>> start GIVEN ENTRIES

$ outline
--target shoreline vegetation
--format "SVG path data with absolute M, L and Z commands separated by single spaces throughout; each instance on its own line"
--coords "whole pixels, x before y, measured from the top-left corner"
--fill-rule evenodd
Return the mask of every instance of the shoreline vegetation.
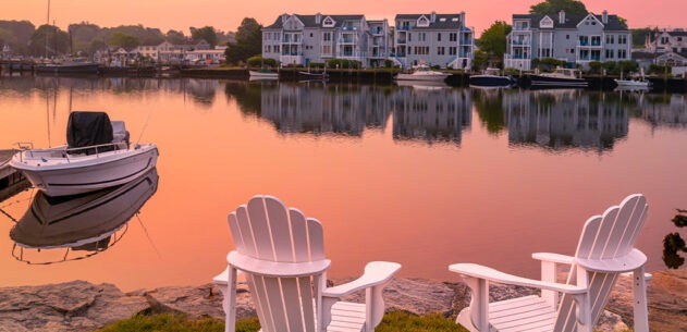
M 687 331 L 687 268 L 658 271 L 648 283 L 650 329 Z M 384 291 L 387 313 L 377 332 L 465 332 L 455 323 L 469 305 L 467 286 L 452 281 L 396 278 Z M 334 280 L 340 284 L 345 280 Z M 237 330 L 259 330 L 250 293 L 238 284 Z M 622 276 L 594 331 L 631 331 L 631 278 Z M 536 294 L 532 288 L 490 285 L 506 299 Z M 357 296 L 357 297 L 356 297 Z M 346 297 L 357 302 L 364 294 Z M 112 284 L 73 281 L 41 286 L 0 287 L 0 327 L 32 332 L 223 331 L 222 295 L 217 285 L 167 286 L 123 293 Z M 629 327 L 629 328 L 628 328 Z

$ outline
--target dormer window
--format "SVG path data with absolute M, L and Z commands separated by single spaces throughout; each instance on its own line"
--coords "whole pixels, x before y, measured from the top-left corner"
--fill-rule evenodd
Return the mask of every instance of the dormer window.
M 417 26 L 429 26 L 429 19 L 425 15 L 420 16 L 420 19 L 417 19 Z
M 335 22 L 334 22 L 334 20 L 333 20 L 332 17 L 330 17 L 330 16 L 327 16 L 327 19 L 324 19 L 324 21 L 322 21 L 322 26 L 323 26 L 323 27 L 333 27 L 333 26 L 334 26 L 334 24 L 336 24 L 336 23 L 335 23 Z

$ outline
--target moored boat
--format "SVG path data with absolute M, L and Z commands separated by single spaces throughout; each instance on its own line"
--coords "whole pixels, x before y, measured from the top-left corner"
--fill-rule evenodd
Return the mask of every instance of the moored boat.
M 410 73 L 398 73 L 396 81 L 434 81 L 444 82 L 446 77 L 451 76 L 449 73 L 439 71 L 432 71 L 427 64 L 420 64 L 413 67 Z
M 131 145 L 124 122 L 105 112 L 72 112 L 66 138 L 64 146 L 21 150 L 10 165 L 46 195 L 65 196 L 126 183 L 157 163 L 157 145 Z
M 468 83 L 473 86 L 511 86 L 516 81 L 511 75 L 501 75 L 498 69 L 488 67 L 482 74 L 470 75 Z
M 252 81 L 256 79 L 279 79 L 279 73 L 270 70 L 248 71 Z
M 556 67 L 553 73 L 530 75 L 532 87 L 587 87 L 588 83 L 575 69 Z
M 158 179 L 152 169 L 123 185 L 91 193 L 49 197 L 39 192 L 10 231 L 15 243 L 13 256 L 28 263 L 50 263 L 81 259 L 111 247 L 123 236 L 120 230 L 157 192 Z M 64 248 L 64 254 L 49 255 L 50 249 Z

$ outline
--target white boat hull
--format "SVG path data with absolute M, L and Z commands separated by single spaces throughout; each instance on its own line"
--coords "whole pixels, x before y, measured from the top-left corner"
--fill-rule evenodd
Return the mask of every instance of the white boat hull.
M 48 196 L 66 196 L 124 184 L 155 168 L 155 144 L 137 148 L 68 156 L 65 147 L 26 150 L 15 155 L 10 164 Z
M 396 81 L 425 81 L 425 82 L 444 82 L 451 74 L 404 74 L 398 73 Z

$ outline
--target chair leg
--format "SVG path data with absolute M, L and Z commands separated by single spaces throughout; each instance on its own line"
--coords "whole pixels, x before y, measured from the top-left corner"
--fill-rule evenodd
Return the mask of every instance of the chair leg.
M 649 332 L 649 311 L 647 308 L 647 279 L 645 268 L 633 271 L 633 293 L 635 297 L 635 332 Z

>> end GIVEN ENTRIES
>> start GIVEN ENTRIES

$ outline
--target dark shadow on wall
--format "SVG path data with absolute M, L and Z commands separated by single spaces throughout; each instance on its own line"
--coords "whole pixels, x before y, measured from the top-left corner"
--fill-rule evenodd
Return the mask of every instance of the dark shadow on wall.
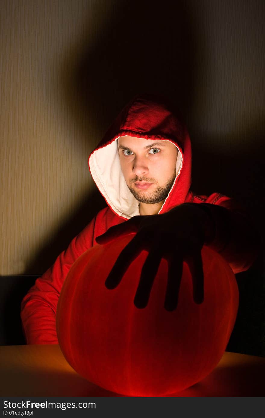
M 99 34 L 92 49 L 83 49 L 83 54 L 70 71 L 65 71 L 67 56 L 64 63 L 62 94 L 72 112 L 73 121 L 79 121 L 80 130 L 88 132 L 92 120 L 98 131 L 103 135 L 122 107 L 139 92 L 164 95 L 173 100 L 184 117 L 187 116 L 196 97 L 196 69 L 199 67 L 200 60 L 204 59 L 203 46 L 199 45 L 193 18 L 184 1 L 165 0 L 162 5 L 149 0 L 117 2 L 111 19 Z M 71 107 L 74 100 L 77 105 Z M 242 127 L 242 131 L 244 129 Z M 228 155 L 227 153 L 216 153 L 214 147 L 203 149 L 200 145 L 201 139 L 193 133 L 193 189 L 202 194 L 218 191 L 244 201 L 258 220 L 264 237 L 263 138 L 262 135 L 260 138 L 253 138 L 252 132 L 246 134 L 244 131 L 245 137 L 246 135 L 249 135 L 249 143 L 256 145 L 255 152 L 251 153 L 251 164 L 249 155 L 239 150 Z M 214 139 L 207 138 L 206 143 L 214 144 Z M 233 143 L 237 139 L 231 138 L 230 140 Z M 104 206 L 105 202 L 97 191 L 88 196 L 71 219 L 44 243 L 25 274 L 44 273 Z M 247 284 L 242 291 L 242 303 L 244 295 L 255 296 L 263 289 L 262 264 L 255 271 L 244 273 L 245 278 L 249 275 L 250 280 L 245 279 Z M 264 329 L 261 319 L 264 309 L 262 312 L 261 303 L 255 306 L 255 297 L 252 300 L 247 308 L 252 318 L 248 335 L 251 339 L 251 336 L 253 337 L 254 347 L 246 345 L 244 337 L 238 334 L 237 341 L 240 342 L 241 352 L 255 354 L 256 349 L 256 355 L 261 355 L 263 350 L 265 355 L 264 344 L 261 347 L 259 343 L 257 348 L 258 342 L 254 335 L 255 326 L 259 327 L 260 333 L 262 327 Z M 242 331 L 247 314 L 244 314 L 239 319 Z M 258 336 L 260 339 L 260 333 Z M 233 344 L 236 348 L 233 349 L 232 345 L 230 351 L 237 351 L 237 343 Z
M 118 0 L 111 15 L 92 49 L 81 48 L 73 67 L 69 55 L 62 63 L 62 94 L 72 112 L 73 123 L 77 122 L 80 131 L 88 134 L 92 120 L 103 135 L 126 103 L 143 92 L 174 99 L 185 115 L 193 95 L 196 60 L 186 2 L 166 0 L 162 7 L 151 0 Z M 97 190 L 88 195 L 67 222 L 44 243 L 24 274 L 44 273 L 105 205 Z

>> end GIVEN ENTRIES

§ **SHORT EXERCISE**:
List each line of the data above that contains the word "vegetation".

§ **SOLUTION FOR THIS EXERCISE**:
--target shoreline vegetation
Return the mask of every instance of the shoreline vegetation.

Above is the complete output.